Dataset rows
==========

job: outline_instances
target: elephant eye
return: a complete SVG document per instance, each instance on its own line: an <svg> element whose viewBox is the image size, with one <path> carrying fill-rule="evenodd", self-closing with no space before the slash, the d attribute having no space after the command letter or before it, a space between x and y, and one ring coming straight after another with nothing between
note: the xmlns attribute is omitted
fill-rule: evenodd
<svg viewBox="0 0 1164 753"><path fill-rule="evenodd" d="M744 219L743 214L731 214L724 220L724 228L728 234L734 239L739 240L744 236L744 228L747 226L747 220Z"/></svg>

==========

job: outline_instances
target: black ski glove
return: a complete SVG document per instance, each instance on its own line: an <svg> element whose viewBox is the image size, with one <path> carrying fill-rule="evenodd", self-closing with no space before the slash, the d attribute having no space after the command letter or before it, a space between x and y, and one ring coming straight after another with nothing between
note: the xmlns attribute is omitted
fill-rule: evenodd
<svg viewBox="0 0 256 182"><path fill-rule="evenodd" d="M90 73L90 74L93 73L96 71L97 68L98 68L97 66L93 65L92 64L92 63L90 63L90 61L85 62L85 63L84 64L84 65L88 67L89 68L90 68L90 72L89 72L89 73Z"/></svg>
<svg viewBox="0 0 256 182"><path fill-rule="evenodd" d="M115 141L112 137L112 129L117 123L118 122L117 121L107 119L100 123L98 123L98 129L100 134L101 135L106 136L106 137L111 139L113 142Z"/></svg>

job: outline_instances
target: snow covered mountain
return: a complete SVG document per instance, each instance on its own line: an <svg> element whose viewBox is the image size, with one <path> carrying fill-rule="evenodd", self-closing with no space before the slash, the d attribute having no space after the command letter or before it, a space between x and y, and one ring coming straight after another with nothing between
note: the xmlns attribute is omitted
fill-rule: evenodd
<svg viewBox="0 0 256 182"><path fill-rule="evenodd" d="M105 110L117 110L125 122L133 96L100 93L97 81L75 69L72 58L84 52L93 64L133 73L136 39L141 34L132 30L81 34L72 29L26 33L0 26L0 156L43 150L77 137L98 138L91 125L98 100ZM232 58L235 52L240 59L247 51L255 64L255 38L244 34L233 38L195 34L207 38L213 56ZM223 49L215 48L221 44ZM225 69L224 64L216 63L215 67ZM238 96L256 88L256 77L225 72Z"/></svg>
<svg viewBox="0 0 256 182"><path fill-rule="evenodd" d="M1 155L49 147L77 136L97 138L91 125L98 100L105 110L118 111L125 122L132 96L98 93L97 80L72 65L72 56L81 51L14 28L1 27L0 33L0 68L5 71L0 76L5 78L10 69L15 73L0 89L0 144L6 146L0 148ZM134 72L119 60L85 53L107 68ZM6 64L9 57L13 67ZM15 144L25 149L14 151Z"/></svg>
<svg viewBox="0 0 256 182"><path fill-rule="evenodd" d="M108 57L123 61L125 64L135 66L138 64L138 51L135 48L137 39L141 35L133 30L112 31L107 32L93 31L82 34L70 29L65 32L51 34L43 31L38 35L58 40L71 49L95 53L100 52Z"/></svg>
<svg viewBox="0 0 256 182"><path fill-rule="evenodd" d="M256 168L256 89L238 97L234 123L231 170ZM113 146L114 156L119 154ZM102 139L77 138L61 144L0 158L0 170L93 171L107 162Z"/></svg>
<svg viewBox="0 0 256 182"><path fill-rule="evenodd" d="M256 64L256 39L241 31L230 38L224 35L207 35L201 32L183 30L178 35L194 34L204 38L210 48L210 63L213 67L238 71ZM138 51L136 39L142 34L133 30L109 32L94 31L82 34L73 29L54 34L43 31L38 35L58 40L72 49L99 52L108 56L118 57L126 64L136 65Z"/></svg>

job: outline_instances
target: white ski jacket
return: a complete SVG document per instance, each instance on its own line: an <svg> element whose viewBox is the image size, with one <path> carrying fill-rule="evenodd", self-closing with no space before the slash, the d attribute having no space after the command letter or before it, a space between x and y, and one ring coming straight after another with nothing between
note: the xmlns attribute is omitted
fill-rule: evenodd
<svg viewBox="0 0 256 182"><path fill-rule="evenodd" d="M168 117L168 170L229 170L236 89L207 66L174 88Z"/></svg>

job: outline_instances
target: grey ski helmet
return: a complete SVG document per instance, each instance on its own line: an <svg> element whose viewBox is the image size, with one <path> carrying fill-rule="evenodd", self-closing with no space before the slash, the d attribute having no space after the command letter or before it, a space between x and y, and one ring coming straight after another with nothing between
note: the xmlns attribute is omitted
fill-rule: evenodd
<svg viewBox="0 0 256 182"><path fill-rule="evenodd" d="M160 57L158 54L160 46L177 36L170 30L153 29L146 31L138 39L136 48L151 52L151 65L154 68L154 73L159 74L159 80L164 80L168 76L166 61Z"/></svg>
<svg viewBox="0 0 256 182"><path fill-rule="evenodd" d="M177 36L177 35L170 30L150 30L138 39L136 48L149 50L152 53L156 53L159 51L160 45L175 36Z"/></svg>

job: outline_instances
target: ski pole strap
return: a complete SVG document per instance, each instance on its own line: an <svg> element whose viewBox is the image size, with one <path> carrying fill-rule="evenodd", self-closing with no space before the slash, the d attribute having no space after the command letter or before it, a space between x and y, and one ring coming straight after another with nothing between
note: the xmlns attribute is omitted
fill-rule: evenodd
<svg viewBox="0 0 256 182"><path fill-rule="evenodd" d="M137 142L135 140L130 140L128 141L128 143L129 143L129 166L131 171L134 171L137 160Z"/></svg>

==========

TASK DESCRIPTION: Return every line of the listing that contains the string "target". Matching is case-sensitive.

ANSWER IN FULL:
target: elephant eye
target: black ski glove
target: snow covered mountain
target: white ski jacket
target: grey ski helmet
target: ski pole strap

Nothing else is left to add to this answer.